I found Frank scuttering around in his digger churning up the sticky clay-laden mud. Picking my way through the furrows on my way to the site office, I had to swiftly dart for cover along with his hens and three cockerels as apparently he stops for no man, woman or chicken. I was dressed in a military-style jacket and beret, and looked very much like I had parachuted down into occupied France to inspect the trenches leaving my parachute dangling from a nearby tree. I didn’t actually parachute in but I was indeed there to inspect his trenches and was probably camouflaged on this grey day threatening even more rain.

Rain was not something Frank needed now. Three weeks ago he started digging having demolished his house. The trenches for the footings of his new house are almost finished and he has excavated a cavernous area which will serve as his basement. The rain is his enemy. Swathes of blue plastic weighted down with flints cover the site but he tells me that as soon as he has finished his beautifully dug trench, the water caves it in again. I would be pulling my hair out, Frank is still smiling.

## DATA FOR THIS EXERCISE
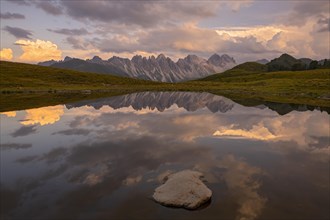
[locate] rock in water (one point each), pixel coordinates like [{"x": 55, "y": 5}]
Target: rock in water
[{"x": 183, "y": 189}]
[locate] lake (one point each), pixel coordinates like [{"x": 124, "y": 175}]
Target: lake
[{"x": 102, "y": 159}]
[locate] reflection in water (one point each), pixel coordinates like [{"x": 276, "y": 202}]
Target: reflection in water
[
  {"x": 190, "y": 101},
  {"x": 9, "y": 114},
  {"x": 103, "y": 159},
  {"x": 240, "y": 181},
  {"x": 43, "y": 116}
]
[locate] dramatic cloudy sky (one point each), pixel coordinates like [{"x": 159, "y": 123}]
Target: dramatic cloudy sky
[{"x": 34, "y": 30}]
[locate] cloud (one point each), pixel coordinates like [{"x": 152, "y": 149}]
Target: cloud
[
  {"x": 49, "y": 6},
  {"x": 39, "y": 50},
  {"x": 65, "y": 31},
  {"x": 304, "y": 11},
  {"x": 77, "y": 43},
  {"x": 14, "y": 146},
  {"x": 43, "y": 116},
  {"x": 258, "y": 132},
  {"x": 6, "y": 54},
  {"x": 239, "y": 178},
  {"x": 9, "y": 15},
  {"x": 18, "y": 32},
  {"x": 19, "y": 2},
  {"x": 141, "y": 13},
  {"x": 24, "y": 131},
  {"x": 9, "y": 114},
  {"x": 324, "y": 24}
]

## REQUESTS
1) Write out the whole passage about Frank's building site word for word.
2) Gather every line of the records that contains the string "like". Case counts.

## IN RESPONSE
1)
I found Frank scuttering around in his digger churning up the sticky clay-laden mud. Picking my way through the furrows on my way to the site office, I had to swiftly dart for cover along with his hens and three cockerels as apparently he stops for no man, woman or chicken. I was dressed in a military-style jacket and beret, and looked very much like I had parachuted down into occupied France to inspect the trenches leaving my parachute dangling from a nearby tree. I didn’t actually parachute in but I was indeed there to inspect his trenches and was probably camouflaged on this grey day threatening even more rain.

Rain was not something Frank needed now. Three weeks ago he started digging having demolished his house. The trenches for the footings of his new house are almost finished and he has excavated a cavernous area which will serve as his basement. The rain is his enemy. Swathes of blue plastic weighted down with flints cover the site but he tells me that as soon as he has finished his beautifully dug trench, the water caves it in again. I would be pulling my hair out, Frank is still smiling.

2)
[locate] rock in water (one point each), pixel coordinates like [{"x": 55, "y": 5}]
[locate] lake (one point each), pixel coordinates like [{"x": 124, "y": 175}]
[locate] reflection in water (one point each), pixel coordinates like [{"x": 276, "y": 202}]
[locate] dramatic cloudy sky (one point each), pixel coordinates like [{"x": 159, "y": 123}]
[locate] cloud (one point each), pixel coordinates like [{"x": 152, "y": 149}]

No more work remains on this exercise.